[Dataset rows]
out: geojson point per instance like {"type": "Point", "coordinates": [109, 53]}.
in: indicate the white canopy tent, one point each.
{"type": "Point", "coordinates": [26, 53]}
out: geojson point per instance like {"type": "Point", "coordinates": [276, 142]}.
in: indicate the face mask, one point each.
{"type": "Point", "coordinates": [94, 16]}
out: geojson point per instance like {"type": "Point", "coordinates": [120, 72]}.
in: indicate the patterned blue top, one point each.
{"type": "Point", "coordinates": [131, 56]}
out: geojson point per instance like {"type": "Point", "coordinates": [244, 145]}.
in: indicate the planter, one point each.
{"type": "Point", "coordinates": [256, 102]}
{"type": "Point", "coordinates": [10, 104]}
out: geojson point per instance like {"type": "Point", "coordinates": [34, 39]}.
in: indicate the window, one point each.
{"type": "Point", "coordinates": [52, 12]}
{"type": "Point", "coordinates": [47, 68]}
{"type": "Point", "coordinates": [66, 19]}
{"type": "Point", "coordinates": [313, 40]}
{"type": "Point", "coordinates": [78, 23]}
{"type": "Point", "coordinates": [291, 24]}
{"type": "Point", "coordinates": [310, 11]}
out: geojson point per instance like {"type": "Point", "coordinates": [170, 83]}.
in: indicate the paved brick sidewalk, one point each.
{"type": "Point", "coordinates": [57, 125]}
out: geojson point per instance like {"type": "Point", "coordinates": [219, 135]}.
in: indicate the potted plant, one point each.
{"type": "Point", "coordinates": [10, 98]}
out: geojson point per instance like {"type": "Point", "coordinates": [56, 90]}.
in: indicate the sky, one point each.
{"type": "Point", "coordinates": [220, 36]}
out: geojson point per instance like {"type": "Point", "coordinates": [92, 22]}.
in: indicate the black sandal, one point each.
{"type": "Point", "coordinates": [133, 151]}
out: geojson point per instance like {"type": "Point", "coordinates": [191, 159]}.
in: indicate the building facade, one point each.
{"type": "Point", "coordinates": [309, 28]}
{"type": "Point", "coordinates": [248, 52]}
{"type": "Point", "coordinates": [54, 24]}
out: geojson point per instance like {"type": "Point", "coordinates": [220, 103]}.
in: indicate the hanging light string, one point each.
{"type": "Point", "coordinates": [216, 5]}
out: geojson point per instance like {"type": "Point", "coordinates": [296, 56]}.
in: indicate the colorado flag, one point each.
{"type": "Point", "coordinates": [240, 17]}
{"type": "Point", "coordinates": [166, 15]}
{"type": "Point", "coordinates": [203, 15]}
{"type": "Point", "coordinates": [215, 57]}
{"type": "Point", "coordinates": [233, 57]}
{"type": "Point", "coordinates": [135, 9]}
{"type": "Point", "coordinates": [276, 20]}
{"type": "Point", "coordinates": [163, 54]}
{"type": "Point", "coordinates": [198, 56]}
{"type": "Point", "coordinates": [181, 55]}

• EXERCISE TASK:
Restate the data above exactly, keeping each word as it stands.

• RESULT OF THE EXERCISE:
out: geojson point per instance like {"type": "Point", "coordinates": [109, 53]}.
in: indicate the white canopy tent, one point each.
{"type": "Point", "coordinates": [26, 53]}
out: geojson point per instance like {"type": "Point", "coordinates": [276, 142]}.
in: indicate the face mask, one point each.
{"type": "Point", "coordinates": [94, 16]}
out: geojson point per instance like {"type": "Point", "coordinates": [120, 72]}.
in: indicate the patterned blue top, one point each.
{"type": "Point", "coordinates": [131, 56]}
out: geojson point per instance like {"type": "Point", "coordinates": [244, 145]}.
in: indicate the planter, one point each.
{"type": "Point", "coordinates": [256, 102]}
{"type": "Point", "coordinates": [10, 104]}
out: geojson point per instance like {"type": "Point", "coordinates": [34, 39]}.
in: indicate the window, one point each.
{"type": "Point", "coordinates": [52, 12]}
{"type": "Point", "coordinates": [47, 68]}
{"type": "Point", "coordinates": [66, 19]}
{"type": "Point", "coordinates": [313, 40]}
{"type": "Point", "coordinates": [78, 23]}
{"type": "Point", "coordinates": [291, 24]}
{"type": "Point", "coordinates": [310, 11]}
out: geojson point per instance like {"type": "Point", "coordinates": [170, 83]}.
in: indicate the paved brick sidewalk, one point each.
{"type": "Point", "coordinates": [57, 125]}
out: geojson point per instance like {"type": "Point", "coordinates": [219, 135]}.
in: indicate the potted plant, one point each.
{"type": "Point", "coordinates": [10, 98]}
out: geojson point per instance like {"type": "Point", "coordinates": [56, 90]}.
in: indicate the sky, one point each.
{"type": "Point", "coordinates": [220, 36]}
out: geojson point per instance like {"type": "Point", "coordinates": [92, 22]}.
in: indicate the black sandal, one point each.
{"type": "Point", "coordinates": [133, 151]}
out: geojson point per instance like {"type": "Point", "coordinates": [191, 159]}.
in: indicate the building facade, one point each.
{"type": "Point", "coordinates": [309, 28]}
{"type": "Point", "coordinates": [248, 52]}
{"type": "Point", "coordinates": [54, 24]}
out: geojson point per instance like {"type": "Point", "coordinates": [220, 103]}.
in: indicate the hanging light string, one point each.
{"type": "Point", "coordinates": [216, 5]}
out: geojson point per instance like {"type": "Point", "coordinates": [296, 56]}.
in: indicate the colorado flag, one point each.
{"type": "Point", "coordinates": [240, 17]}
{"type": "Point", "coordinates": [166, 15]}
{"type": "Point", "coordinates": [203, 15]}
{"type": "Point", "coordinates": [215, 57]}
{"type": "Point", "coordinates": [233, 57]}
{"type": "Point", "coordinates": [135, 9]}
{"type": "Point", "coordinates": [276, 20]}
{"type": "Point", "coordinates": [163, 54]}
{"type": "Point", "coordinates": [198, 56]}
{"type": "Point", "coordinates": [181, 55]}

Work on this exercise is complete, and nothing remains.